From the passage on TACC's Ranch archive, reproduce word for word the stretch that starts at "Ranch access is" and ends after "to running jobs.".

- _Passage provided_
++++++++++

TACC's long-term mass storage solution is a Sun Microsystems® StorageTek Mass Storage Facility named Ranch (ranch.tacc.utexas.edu). Ranch utilizes Sun's Storage Archive Manager Filesystem (SAM-FS) for migrating files to and from a tape archival system with a current storage capacity of 1 Petabyte(PB).

 

Architecture

Ranch's disk cache is built on a Sun ST6540 disk array containing approximately 50 Terabytes(TB) of spinning disk. This disk array is controlled by a Sun x4600 SAM-FS Metadata server, which has 16 CPUs and 32 GB of RAM.

A single Sun StorageTek SL8500 Automated Tape Library houses all of the offline archival storage. Each SL8500 library contains 10,000 tape slots and 64 tape drive slots. Each tape is capable of holding 500 GB of uncompressed data, so when fully populated, a single SL8500 library can house 5 PB. Each SL8500 library also contains 4 handbots to manage tapes and move them to or from the tape drives. If necessary, up to 4 SL8500 libraries can be integrated into a single archival solution, allowing for a maximum offline storage capacity of 20 PB.

The current Ranch configuration has 5,000 tapes, and is capable of housing 2.5 PB of uncompressed data. However, future plans call for further population of the tape slots, as well as upgrades of the physical media from 500 GB capacity to a 1 TB capacity, for a total capacity of 10PB.

Ranch Picture

 

User Environment

 

System Access

The preferred way of accessing Ranch, especially from scripts, is by using the TACC-defined environment variables $ARCHIVER and $ARCHIVE. These variables define the hostname of the current TACC archival system ($ARCHIVER) and each account's personal archival space ($ARCHIVE). These environment variables help ensure that scripts will continue to work, even if the system itself changes in the future.

Currently, direct login to Ranch is allowed so you can create directories and demigrate files from tape back to the disk subsystem for later transfer to TACC machines, or personal computers. However, since Ranch is an archive system, any files which have not been accessed recently will be stored on tape, so it is recommended that you use the 'stage' command documented below to retrieve files from tape before attempting to access them. We also recommend that you use 'tar' or another utility to bundle large numbers of small files together for more efficient storage and retrieval on Ranch.

Ranch access is not allowed from within job scripts on other TACC resources; data must be transferred from Ranch in order to be available to running jobs.

 

Login Information

From most TACC machines, you can access Ranch using rsh, as in the following example.

++++++++++

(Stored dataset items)
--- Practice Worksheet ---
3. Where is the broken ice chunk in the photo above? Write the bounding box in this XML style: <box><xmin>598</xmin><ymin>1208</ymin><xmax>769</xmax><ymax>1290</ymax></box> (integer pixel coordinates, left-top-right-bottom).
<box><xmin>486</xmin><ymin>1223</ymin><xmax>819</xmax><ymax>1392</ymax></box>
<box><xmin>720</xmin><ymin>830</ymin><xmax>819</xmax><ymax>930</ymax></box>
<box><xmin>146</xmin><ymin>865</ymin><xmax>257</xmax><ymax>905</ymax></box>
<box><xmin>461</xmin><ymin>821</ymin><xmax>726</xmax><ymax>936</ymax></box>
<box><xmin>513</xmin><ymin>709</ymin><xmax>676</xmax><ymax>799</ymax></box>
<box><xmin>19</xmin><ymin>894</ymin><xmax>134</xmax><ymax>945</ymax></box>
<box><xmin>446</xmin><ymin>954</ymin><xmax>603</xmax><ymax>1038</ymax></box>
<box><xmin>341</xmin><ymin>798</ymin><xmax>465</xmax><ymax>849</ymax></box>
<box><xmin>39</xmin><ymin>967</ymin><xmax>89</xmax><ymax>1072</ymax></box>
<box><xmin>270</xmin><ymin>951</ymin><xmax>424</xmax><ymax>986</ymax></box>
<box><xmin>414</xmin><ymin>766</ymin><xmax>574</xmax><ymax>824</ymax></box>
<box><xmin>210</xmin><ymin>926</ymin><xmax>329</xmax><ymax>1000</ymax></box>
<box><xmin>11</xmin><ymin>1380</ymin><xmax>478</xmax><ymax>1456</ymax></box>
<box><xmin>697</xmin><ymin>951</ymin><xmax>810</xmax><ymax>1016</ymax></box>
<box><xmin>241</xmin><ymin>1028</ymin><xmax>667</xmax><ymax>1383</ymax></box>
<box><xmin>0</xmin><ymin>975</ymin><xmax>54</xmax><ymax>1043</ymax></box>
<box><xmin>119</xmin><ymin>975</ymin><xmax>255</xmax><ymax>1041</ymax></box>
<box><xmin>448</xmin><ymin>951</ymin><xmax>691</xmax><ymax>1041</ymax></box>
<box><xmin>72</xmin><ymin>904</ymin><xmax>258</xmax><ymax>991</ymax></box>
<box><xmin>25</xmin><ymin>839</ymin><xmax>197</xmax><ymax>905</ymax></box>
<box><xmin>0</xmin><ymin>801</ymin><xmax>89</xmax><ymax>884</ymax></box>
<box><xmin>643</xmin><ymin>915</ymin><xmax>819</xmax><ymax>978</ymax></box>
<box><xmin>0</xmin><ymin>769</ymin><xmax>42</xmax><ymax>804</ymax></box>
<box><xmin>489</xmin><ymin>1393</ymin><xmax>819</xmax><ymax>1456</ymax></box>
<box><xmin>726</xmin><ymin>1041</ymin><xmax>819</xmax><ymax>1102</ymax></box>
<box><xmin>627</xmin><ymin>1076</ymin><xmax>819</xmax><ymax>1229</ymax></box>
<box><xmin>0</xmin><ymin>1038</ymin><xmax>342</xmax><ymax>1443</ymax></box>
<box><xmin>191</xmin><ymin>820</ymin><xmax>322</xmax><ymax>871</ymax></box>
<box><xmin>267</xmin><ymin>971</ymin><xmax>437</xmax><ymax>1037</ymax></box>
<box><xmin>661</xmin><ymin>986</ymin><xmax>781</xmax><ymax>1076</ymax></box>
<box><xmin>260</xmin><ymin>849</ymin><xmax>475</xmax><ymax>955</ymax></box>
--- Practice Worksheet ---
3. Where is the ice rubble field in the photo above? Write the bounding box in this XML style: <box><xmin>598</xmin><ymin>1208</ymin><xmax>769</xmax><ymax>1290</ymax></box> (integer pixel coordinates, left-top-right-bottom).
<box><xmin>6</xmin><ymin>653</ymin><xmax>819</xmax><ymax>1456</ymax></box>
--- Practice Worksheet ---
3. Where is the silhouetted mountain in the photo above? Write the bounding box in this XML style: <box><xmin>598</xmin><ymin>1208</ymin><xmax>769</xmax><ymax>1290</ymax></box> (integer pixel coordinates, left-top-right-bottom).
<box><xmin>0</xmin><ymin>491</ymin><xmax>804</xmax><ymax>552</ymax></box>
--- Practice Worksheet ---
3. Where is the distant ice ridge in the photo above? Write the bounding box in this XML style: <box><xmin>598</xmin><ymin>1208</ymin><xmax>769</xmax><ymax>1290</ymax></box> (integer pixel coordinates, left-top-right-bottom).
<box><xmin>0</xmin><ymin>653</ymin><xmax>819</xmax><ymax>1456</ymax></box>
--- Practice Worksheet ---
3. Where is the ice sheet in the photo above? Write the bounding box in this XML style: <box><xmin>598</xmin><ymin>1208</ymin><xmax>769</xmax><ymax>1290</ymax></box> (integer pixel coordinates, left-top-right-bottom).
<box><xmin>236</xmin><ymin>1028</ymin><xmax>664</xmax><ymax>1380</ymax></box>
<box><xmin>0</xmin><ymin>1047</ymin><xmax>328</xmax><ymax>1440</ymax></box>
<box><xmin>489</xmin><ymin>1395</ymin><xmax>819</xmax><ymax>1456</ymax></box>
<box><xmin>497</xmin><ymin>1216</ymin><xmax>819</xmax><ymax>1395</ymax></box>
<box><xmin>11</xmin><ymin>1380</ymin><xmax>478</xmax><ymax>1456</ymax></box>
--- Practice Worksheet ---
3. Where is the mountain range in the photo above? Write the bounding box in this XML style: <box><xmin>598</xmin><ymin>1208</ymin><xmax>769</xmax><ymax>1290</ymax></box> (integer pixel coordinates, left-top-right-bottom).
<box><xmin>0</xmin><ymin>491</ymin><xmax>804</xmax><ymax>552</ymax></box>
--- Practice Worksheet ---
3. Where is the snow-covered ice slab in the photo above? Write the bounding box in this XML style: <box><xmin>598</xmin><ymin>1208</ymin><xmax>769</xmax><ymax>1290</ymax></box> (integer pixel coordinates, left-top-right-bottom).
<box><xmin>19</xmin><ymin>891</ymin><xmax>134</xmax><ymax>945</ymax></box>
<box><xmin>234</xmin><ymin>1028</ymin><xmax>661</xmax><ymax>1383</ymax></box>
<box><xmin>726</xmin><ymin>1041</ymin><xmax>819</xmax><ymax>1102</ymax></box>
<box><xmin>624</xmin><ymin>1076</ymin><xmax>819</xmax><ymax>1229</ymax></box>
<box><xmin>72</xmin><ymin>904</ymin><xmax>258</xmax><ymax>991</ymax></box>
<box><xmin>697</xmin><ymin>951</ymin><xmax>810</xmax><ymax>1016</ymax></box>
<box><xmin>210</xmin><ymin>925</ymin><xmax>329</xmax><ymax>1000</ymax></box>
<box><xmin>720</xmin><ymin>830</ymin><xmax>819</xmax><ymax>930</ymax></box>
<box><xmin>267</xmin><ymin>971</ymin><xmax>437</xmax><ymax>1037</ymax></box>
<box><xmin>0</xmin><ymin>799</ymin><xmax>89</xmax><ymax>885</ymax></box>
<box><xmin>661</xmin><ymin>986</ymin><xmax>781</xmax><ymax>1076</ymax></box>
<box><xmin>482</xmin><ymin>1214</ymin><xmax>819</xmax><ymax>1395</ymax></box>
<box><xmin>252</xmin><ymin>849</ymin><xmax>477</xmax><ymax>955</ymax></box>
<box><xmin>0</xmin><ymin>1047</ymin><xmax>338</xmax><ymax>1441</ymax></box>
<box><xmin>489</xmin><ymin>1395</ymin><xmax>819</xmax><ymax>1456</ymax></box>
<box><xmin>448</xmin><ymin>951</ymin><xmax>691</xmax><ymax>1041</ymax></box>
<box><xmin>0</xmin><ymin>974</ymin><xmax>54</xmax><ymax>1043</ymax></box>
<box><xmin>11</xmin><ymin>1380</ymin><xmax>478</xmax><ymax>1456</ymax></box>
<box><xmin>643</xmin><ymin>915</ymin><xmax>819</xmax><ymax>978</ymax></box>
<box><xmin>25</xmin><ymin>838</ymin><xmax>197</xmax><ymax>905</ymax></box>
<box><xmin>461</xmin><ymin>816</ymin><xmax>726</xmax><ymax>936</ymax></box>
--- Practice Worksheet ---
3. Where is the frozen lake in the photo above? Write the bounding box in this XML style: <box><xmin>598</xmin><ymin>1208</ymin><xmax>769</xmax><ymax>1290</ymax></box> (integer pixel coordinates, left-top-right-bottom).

++++++++++

- _Right answer_
Ranch access is not allowed from within job scripts on other TACC resources; data must be transferred from Ranch in order to be available to running jobs.